- **O que se pede**:
1. Redigite o texto sobre a Colômbia, tudo desde "Três Esquinas e" até "com as FARC.", sem mudar nada.
2. Responda, com base no texto sobre a Colômbia:
(a) Por quanto foi comprado o avião espião RC-7?
(b) Em que data o aparelho anterior se espatifou contra o monte Patascoy?
(c) De onde vem tudo o que se consome e se utiliza nas bases de Três Esquinas e Larandia?
3. Segundo o texto sobre a Colômbia, por que a morte de cinco agentes norte-americanos provocou um escândalo? Explique em uma a três frases.

- **Texto citado**:
..........
O primeiro investimento realizado com esse dinheiro foi a compra de um avião espião RC-7, do Pentágono, por 30 milhões de dólares em substituição a um aparelho semelhante que havia se espatifado contra o monte Patascoy, perto da fronteira equatoriana, quando coletava informações sobre as FARC, em 23 de julho de 1999. Na ocasião, a morte de cinco agentes norte-americanos detonou um escândalo por revelar o grau de ingerência de Washington no conflito (6). O novo avião foi emprestado à Northrop Grumman Corp., uma SMP, para que prosseguisse o trabalho.
Três Esquinas e Larandia, bases de forças especiais norte-americanas fixadas no Sul da Colômbia, há muitos anos, também receberam os “terceirizados”. Todo o que ali se consome e se utiliza é importado dos Estados Unidos pelas sociedades militares privadas. É, principalmente, nessas bases que são treinados os milhares de militares e paramilitares encarregados de recuperar a zona de El Caguán, território onde o governo de Andrés Pastrana havia estabelecido negociações com as FARC.
..........
- **Trechos dos registros**:
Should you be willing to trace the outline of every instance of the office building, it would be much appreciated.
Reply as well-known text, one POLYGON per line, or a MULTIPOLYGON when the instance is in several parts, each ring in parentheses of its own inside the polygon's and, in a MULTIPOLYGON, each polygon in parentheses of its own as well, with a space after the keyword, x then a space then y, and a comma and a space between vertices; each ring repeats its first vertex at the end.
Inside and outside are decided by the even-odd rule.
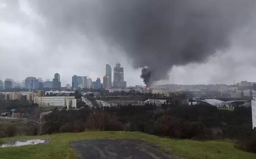
POLYGON ((66 88, 67 89, 71 89, 71 86, 69 84, 67 84, 66 85, 66 88))
POLYGON ((77 76, 78 87, 81 88, 86 88, 87 86, 87 76, 77 76))
POLYGON ((77 76, 77 86, 81 87, 83 85, 83 80, 81 76, 77 76))
POLYGON ((103 77, 103 88, 110 88, 110 85, 109 85, 110 78, 109 76, 107 76, 107 75, 105 75, 103 77))
POLYGON ((72 88, 76 88, 78 86, 77 82, 77 76, 74 75, 72 77, 72 88))
POLYGON ((88 88, 90 88, 92 87, 92 80, 91 78, 89 78, 87 80, 87 85, 88 88))
POLYGON ((58 81, 61 82, 61 76, 58 73, 56 73, 54 75, 54 79, 58 80, 58 81))
POLYGON ((36 93, 28 92, 27 93, 27 100, 33 102, 34 100, 34 98, 38 96, 36 93))
POLYGON ((97 79, 96 80, 96 88, 95 88, 96 89, 101 88, 101 79, 100 78, 97 78, 97 79))
POLYGON ((152 93, 163 97, 169 97, 169 89, 153 89, 152 93))
POLYGON ((11 81, 5 81, 5 89, 12 88, 12 82, 11 81))
POLYGON ((39 87, 39 81, 34 77, 29 77, 25 79, 25 88, 30 90, 36 89, 39 87))
POLYGON ((67 109, 76 109, 76 99, 67 99, 66 100, 67 109))
POLYGON ((34 98, 34 103, 37 103, 40 107, 65 106, 67 106, 67 99, 76 99, 74 96, 36 97, 34 98))
POLYGON ((52 79, 52 87, 53 88, 57 89, 61 89, 61 84, 60 82, 60 74, 56 73, 54 75, 54 78, 52 79))
POLYGON ((4 89, 4 86, 3 85, 3 81, 0 80, 0 90, 4 89))
POLYGON ((19 92, 6 92, 5 93, 5 100, 19 100, 22 96, 22 94, 19 92))
POLYGON ((252 96, 251 100, 251 117, 252 120, 252 128, 256 127, 256 95, 252 96))
POLYGON ((114 68, 113 86, 115 88, 124 88, 126 86, 126 82, 124 81, 123 68, 121 67, 121 64, 117 63, 114 68))
POLYGON ((44 88, 53 88, 53 83, 52 81, 44 82, 43 85, 44 88))
POLYGON ((38 78, 37 78, 37 79, 38 79, 38 82, 41 82, 42 83, 43 82, 44 82, 42 80, 42 77, 38 77, 38 78))
POLYGON ((58 79, 52 79, 52 87, 56 89, 61 89, 61 82, 59 82, 58 79))
POLYGON ((106 64, 106 76, 108 76, 109 79, 108 83, 107 85, 108 86, 111 87, 112 82, 112 70, 111 67, 108 64, 106 64))
POLYGON ((87 81, 88 81, 88 79, 87 79, 87 77, 88 77, 87 76, 84 76, 83 78, 83 82, 84 88, 87 87, 88 86, 87 81))
POLYGON ((38 82, 38 88, 42 89, 44 88, 44 83, 42 82, 38 82))
POLYGON ((97 88, 97 85, 96 84, 96 82, 93 81, 92 82, 92 88, 96 89, 97 88))

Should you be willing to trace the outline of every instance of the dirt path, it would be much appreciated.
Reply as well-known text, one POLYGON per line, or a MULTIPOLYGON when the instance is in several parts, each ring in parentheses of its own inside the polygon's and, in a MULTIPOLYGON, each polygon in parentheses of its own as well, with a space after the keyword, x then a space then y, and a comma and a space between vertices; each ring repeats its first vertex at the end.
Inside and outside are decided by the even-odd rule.
POLYGON ((142 140, 105 139, 75 141, 71 147, 79 159, 179 159, 158 146, 146 144, 142 140))

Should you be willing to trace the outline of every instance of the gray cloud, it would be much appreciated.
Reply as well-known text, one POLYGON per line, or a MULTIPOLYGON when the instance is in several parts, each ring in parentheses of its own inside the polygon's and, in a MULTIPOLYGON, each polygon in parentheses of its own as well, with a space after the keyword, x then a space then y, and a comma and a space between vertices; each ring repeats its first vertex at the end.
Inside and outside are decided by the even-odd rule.
POLYGON ((255 68, 254 1, 26 2, 0 1, 2 79, 58 72, 70 83, 73 74, 101 77, 105 63, 119 62, 128 84, 142 83, 145 66, 150 82, 175 74, 183 84, 225 83, 244 76, 230 73, 244 67, 238 61, 255 68))
POLYGON ((254 1, 48 2, 36 4, 51 25, 118 46, 134 68, 148 67, 151 82, 168 78, 173 65, 204 62, 228 48, 255 9, 254 1))

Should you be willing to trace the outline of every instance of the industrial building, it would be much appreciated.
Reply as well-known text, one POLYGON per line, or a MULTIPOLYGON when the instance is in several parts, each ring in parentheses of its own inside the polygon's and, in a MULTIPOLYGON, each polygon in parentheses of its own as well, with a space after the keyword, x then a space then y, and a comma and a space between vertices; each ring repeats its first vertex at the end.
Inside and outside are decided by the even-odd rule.
POLYGON ((114 88, 124 88, 126 87, 126 81, 124 81, 123 68, 121 64, 117 63, 114 68, 113 86, 114 88))
POLYGON ((67 109, 76 109, 76 99, 67 99, 66 100, 66 103, 67 109))
POLYGON ((252 128, 256 127, 256 95, 252 96, 251 100, 251 117, 252 119, 252 128))
POLYGON ((39 106, 67 106, 67 99, 75 99, 76 101, 74 96, 38 97, 34 98, 34 103, 38 104, 39 106))

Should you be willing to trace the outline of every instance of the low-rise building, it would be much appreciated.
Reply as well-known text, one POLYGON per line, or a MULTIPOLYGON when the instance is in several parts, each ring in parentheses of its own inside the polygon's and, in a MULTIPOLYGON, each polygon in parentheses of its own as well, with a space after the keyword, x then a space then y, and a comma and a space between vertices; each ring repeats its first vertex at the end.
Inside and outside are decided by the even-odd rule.
POLYGON ((152 90, 152 93, 156 94, 159 94, 162 96, 169 97, 169 89, 153 89, 152 90))
POLYGON ((75 99, 74 96, 37 97, 34 98, 34 103, 38 104, 39 106, 67 106, 67 99, 75 99))
POLYGON ((76 99, 67 99, 66 100, 67 109, 72 108, 76 109, 76 99))
POLYGON ((252 128, 256 127, 256 95, 252 96, 251 100, 251 117, 252 119, 252 128))
POLYGON ((27 100, 32 102, 34 100, 34 98, 37 96, 36 93, 28 92, 27 93, 27 100))
POLYGON ((173 97, 181 95, 182 92, 170 92, 169 94, 170 97, 173 97))
POLYGON ((18 92, 6 92, 5 94, 5 100, 18 100, 20 99, 22 94, 18 92))

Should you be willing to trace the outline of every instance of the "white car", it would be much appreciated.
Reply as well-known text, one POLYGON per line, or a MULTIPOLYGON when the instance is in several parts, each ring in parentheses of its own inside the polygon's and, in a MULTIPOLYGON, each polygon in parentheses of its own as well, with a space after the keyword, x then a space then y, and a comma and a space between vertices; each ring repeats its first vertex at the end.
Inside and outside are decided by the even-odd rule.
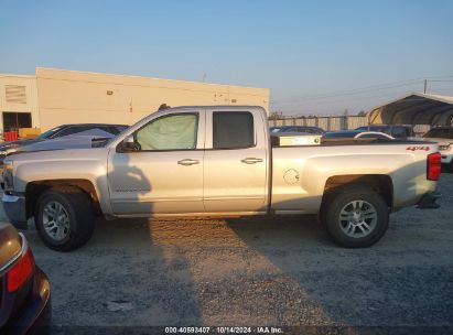
POLYGON ((423 139, 439 143, 441 162, 453 172, 453 127, 436 127, 423 134, 423 139))

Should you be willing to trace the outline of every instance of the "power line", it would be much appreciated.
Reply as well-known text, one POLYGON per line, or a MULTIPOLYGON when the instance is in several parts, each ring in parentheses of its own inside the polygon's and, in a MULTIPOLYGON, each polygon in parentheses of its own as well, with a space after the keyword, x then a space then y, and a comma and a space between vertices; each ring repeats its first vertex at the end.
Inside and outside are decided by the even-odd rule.
MULTIPOLYGON (((350 96, 350 95, 359 95, 364 93, 369 93, 369 91, 375 91, 375 90, 385 90, 385 89, 390 89, 390 88, 398 88, 398 87, 405 87, 405 86, 412 86, 412 85, 421 85, 423 82, 422 80, 428 80, 429 82, 434 82, 434 78, 453 78, 453 76, 431 76, 431 77, 425 77, 425 78, 414 78, 414 79, 408 79, 408 80, 399 80, 399 82, 392 82, 392 83, 387 83, 387 84, 378 84, 378 85, 370 85, 370 86, 365 86, 363 88, 355 88, 355 89, 348 89, 348 90, 337 90, 337 91, 332 91, 327 94, 322 94, 322 95, 309 95, 309 96, 303 96, 299 99, 293 99, 291 101, 282 101, 282 100, 273 100, 271 101, 272 104, 279 104, 279 105, 287 105, 288 102, 294 104, 295 101, 308 101, 308 100, 319 100, 319 99, 330 99, 338 96, 350 96), (429 79, 430 78, 430 79, 429 79)), ((453 82, 453 80, 439 80, 439 82, 453 82)))

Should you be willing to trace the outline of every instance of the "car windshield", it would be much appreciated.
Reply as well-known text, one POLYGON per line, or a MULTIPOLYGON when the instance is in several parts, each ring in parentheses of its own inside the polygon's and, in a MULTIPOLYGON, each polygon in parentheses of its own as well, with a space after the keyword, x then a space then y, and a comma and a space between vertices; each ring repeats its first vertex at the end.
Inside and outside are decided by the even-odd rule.
POLYGON ((445 128, 431 129, 425 134, 423 134, 423 138, 453 139, 453 128, 452 129, 445 129, 445 128))
POLYGON ((333 131, 324 133, 323 138, 325 139, 335 139, 335 138, 354 138, 360 131, 333 131))
POLYGON ((280 132, 282 130, 283 130, 282 128, 271 128, 270 132, 280 132))
POLYGON ((62 129, 62 127, 55 127, 55 128, 48 129, 47 131, 44 131, 42 134, 40 134, 36 139, 45 140, 52 137, 54 133, 56 133, 60 129, 62 129))

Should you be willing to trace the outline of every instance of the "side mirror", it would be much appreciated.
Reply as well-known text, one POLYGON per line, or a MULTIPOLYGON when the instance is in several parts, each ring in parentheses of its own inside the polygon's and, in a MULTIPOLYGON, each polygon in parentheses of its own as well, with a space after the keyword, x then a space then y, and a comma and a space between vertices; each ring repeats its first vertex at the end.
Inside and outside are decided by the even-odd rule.
POLYGON ((121 149, 125 152, 137 151, 137 143, 133 139, 133 134, 128 136, 126 139, 122 140, 121 149))

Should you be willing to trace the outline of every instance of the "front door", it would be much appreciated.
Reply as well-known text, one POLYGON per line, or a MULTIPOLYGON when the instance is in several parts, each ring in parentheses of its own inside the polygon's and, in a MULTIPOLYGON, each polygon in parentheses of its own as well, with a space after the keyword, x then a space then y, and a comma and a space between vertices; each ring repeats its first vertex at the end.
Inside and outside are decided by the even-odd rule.
POLYGON ((204 213, 203 129, 203 112, 163 115, 133 133, 133 150, 111 152, 108 181, 114 213, 204 213))

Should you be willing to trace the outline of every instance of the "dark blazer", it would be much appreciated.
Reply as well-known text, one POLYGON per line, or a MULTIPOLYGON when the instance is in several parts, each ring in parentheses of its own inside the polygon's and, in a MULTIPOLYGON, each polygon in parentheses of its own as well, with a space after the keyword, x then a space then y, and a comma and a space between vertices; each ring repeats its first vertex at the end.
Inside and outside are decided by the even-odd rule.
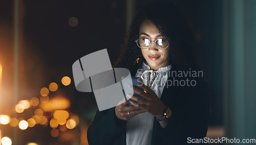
..........
- **Respostas das tarefas**:
1.
Três Esquinas e Larandia, bases de forças especiais norte-americanas fixadas no Sul da Colômbia, há muitos anos, também receberam os “terceirizados”. Todo o que ali se consome e se utiliza é importado dos Estados Unidos pelas sociedades militares privadas. É, principalmente, nessas bases que são treinados os milhares de militares e paramilitares encarregados de recuperar a zona de El Caguán, território onde o governo de Andrés Pastrana havia estabelecido negociações com as FARC.

2.
(a) Por 30 milhões de dólares.
(b) Em 23 de julho de 1999.
(c) É importado dos Estados Unidos pelas sociedades militares privadas.

3. A morte dos cinco agentes detonou um escândalo porque revelou o grau de ingerência de Washington no conflito.